**Work required**
Rewrite the lines below as a numbered list, leaving out any blank lines.

**Record set**
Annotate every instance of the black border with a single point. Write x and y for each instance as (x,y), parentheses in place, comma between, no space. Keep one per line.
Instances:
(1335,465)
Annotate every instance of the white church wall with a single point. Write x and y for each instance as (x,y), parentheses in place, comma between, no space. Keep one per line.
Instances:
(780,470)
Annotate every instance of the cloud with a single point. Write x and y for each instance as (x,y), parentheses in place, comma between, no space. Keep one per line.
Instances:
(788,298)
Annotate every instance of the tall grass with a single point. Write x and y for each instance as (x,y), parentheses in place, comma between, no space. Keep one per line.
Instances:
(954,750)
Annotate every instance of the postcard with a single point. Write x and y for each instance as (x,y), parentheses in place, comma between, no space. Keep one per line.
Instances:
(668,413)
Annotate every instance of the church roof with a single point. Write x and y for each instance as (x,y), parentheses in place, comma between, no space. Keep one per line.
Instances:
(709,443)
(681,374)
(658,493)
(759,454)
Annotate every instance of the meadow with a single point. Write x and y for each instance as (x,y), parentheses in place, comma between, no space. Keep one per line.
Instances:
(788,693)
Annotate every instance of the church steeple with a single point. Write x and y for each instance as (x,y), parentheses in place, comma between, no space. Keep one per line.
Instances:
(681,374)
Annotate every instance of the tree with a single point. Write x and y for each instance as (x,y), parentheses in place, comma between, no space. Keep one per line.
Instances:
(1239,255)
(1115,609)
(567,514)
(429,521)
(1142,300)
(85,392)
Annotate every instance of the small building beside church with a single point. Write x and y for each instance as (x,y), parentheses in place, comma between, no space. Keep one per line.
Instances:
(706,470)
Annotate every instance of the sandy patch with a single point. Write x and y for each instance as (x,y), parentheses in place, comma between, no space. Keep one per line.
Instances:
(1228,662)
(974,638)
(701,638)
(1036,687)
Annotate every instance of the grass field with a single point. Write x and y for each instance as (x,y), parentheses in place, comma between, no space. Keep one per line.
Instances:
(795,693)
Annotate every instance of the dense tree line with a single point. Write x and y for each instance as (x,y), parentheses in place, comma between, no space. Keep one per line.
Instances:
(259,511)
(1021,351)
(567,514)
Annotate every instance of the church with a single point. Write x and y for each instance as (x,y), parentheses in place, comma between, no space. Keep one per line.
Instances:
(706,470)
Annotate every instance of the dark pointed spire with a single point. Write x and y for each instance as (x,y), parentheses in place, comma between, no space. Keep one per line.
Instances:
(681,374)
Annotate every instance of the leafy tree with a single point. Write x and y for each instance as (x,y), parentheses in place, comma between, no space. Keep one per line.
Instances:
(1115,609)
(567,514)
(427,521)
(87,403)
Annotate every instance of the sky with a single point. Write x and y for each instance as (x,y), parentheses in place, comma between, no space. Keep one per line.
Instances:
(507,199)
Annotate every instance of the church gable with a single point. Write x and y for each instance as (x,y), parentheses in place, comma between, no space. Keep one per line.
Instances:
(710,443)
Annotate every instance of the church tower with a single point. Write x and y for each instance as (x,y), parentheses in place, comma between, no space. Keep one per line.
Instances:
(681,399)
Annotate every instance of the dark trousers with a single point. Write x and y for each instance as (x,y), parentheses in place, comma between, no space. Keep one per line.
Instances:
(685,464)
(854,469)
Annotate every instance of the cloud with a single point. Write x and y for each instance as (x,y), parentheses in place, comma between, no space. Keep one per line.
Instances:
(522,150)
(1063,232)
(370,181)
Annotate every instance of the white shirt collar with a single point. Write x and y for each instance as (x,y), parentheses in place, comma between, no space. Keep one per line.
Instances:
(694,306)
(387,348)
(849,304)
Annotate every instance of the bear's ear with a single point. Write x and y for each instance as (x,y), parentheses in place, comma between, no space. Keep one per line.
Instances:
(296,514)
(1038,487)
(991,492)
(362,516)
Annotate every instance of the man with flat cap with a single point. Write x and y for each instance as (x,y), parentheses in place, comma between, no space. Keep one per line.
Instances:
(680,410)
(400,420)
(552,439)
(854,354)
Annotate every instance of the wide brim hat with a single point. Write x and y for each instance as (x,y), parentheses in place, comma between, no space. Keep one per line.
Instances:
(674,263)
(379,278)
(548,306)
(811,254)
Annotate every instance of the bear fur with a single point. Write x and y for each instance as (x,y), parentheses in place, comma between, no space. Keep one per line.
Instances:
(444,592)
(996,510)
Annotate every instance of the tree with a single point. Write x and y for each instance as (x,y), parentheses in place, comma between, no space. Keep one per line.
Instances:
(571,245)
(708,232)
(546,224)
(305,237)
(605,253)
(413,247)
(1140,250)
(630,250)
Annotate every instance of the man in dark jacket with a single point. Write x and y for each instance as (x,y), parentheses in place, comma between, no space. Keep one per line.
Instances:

**Full solution**
1. Annotate every instance of the black border with a single point. Write x and y for each instance as (x,y), parentheses in place, comma between, no space. Keep one per line.
2. Instances:
3. (1335,465)
4. Annotate every instance of the white church wall with a single point. Write x and y for each instance as (x,y), parentheses in place, comma between, no space. Keep one per line.
5. Instances:
6. (780,470)
7. Annotate every instance of the cloud with a single point. Write x and y for each instance as (x,y), parentheses in place, comma between, no space. Keep one per line.
8. Instances:
9. (788,298)
10. Annotate every instance of the tall grass with a single point. Write x and y for each instance as (x,y), parentheses in place, comma between, no space. Keep one per line.
11. Instances:
12. (954,750)
13. Annotate every instance of the postcard with a single point. Write x and y for each instance as (x,y), parentheses in place, comma between, no space. Keep one per line.
14. Instances:
15. (668,413)
16. Annotate every instance of the church roof with a single point. Write x and y for each instance as (x,y), parentheses in place, comma between, no space. Keep one per line.
17. Instances:
18. (709,443)
19. (681,374)
20. (658,493)
21. (759,454)
22. Annotate every instance of the meadow with a single point. Write x and y for each instance as (x,y), parentheses in place, comma between, no space. Keep one per line.
23. Instances:
24. (788,693)
25. Annotate every instance of the church steeple with a single point. Write x and y for each instance as (x,y), parentheses in place, comma between, no space. Keep one per line.
26. Instances:
27. (681,374)
28. Annotate every instance of the tree with a single point. Write x and y for each instance as (x,y), parentheses in place, comma between, no space. Keep one per line.
29. Instances:
30. (1239,255)
31. (1115,609)
32. (567,514)
33. (429,521)
34. (1142,300)
35. (85,392)
36. Annotate every instance of the small building beside church with a single point. Write x and y for each instance as (x,y), parentheses in place, comma between, no space. Keep one per line.
37. Instances:
38. (706,470)
39. Annotate every instance of the sandy patch with a single point. Write x and y for each instance as (x,y), parentheses in place, comma between, no space. Keep one per line.
40. Instances:
41. (1228,662)
42. (974,638)
43. (701,638)
44. (1036,687)
45. Annotate every instance of the grass field with a single point. Write x and y for each instance as (x,y), parentheses in place, comma between, no space. Keep one per line.
46. Instances:
47. (795,693)
48. Annotate every instance of the dense tree line with a single point. Write x and y for each instance as (x,y), parentheses in place, comma between, no space. Keep one per line.
49. Instances:
50. (259,511)
51. (1021,351)
52. (567,514)
53. Annotate every instance of the church with a single point. Write x and y for each instance as (x,y), parentheses in place, comma between, no space. Keep one per line.
54. Instances:
55. (706,470)
56. Annotate every instance of the dark pointed spire with a single point. Write x and y for each instance as (x,y), parentheses in place, comma between, no space. Keep one per line.
57. Instances:
58. (681,374)
59. Annotate every instance of the leafy tree with a single point. Write x and y for each instance as (x,y), parentheses in place, comma between, no space. Keep one per line.
60. Instances:
61. (1115,609)
62. (567,514)
63. (427,521)
64. (87,403)
65. Annotate every instance of the sky with a single point. Write x and y for each instance as (x,y), parentheses in place, comma between, no space. Keep one per line.
66. Instances:
67. (507,199)
68. Annotate every instance of the church gable with a single point. Write x and y for each instance as (x,y), parentheses in place, comma between, no space. Keep one per line.
69. Instances:
70. (710,443)
71. Annotate every instance of the church tower with a single point. Write x and y for each instance as (x,y), parentheses in place, comma between, no space. Keep one per line.
72. Instances:
73. (681,399)
74. Annotate every instance of the dark trousers with a single point. Write x and y for each instance as (x,y), parentheses in place, comma between, no space. Keep one per line.
75. Instances:
76. (685,464)
77. (854,469)
78. Annotate every instance of the cloud with a single point. Write x and y for each instance as (x,y), parentheses in place, comma between, no space. Keep one per line.
79. Instances:
80. (522,150)
81. (1063,232)
82. (370,181)
83. Annotate every instance of the white shirt collar with a single point. Write x and y for each instance as (x,y), parentheses in place, comma between, no space. Keep one per line.
84. Instances:
85. (694,306)
86. (387,348)
87. (849,304)
88. Annotate every instance of the bear's ear with a single point. Write x and y for each instance as (x,y), parentheses in place, comma between, no space. Keep one per line.
89. Instances:
90. (296,514)
91. (1038,487)
92. (991,492)
93. (362,516)
94. Annotate every instance of the man with flat cap with a single point. Write x and y for each instance as (x,y), parentheses in place, comma between, no space. Keep one per line.
95. Instances:
96. (680,410)
97. (400,420)
98. (552,439)
99. (854,354)
100. Annotate every instance of the wide brim hat with a single point. Write x and y for each instance as (x,y), parentheses in place, comma between, no space. Keep one per line.
101. Instances:
102. (674,263)
103. (379,278)
104. (548,306)
105. (811,254)
106. Annotate every instance of the bear fur with a single point. Write x and y for each instance as (x,y), parentheses in place, comma between, no space. Keep one per line.
107. Instances:
108. (444,592)
109. (996,510)
110. Annotate every instance of the tree with a single point. Write x and y for each instance as (x,y), parentheses in place, comma between, no space. Keep one per line.
111. Instances:
112. (571,245)
113. (708,232)
114. (546,224)
115. (305,237)
116. (605,253)
117. (413,247)
118. (1140,250)
119. (630,250)
120. Annotate every instance of the man in dark jacket with a single point. Write x and y for each instance as (x,y), parentheses in place, comma between, no space. Keep one per line.
121. Instances:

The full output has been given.